[Selected text Boundary: Start]

Longtime Assemblies of God inner-city pastor and U.S. missionary
Richard A. Smith continues to adapt to the times and the changing neighborhood of Philadelphia, where he has ministered for four decades. African Americans are no longer the dominant ethnic group in the Frankford section, which has seen a growing number of Hispanics and Turks settle there in recent years.
Smith is pastor of Faith Assembly of God
in the northeast part of the City of Brotherly Love. These days, the neighborhood is nicknamed “Needletown” because of the prevalent number of heroin users.
“People are literally bent over up and down the street, about to fall over and die,” says the deep-voiced Smith
, 66. The epidemic grew so severe that Smith took lessons on how to administer naloxone
, which, when injected, can restore normal breathing to an overdosed opioid user. This year, Smith saved the lives of three individuals who toppled in front of the church, and kept them alive until paramedics arrived.
“The Bible says the poor you will have always, but that’s not referring just to finances,” Smith says. “It is the poor in spirit, which has nothing to do with money, but everything to do with the sin problem — where their poverty is.”
Smith, a U.S. missionary with Intercultural Ministries
, notes that drug abuse knows no ethnic nor class distinctions.
“Children of privilege are dying,” Smith says.

[Selected text Boundary: End]
[Excerpted records Boundary: Start]

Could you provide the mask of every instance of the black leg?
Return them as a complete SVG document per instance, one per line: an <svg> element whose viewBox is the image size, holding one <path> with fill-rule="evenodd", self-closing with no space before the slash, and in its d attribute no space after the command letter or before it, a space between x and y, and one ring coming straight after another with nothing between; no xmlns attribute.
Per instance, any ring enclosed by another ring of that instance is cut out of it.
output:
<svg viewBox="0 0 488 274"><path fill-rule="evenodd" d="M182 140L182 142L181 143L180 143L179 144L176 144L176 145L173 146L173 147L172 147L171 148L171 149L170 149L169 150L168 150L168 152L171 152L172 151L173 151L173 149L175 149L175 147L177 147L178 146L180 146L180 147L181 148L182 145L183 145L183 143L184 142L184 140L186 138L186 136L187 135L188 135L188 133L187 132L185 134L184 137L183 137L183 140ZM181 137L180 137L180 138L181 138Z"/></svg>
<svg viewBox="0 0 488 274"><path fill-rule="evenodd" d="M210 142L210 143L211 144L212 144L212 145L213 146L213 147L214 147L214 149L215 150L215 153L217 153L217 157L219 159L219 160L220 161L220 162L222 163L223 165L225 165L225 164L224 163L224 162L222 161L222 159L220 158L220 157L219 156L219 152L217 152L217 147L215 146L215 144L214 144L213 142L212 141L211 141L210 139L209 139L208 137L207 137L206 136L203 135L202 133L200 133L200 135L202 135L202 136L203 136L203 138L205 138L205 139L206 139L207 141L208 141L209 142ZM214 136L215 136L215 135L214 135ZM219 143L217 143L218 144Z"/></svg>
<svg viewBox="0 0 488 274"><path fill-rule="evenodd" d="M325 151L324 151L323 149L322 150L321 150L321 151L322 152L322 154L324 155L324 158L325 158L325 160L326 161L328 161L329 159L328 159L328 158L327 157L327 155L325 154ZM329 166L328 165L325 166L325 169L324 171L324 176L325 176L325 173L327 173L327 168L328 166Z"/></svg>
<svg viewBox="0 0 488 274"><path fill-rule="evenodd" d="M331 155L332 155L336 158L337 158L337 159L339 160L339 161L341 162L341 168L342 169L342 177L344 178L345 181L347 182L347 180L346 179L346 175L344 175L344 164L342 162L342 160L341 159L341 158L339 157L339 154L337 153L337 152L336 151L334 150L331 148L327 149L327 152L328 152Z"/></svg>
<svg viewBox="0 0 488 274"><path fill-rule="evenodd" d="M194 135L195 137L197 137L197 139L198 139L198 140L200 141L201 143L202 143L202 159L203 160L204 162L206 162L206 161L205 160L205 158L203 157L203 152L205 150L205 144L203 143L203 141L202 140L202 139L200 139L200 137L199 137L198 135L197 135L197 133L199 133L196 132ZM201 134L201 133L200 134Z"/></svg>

[Excerpted records Boundary: End]

Exercise brief: Copy the part of the article about the Philadelphia pastor that runs between "Smith is pastor" and "until paramedics arrived.", inclusive. The listing was drawn from a source unrelated to the article.

Answer space:
Smith is pastor of Faith Assembly of God
in the northeast part of the City of Brotherly Love. These days, the neighborhood is nicknamed “Needletown” because of the prevalent number of heroin users.
“People are literally bent over up and down the street, about to fall over and die,” says the deep-voiced Smith
, 66. The epidemic grew so severe that Smith took lessons on how to administer naloxone
, which, when injected, can restore normal breathing to an overdosed opioid user. This year, Smith saved the lives of three individuals who toppled in front of the church, and kept them alive until paramedics arrived.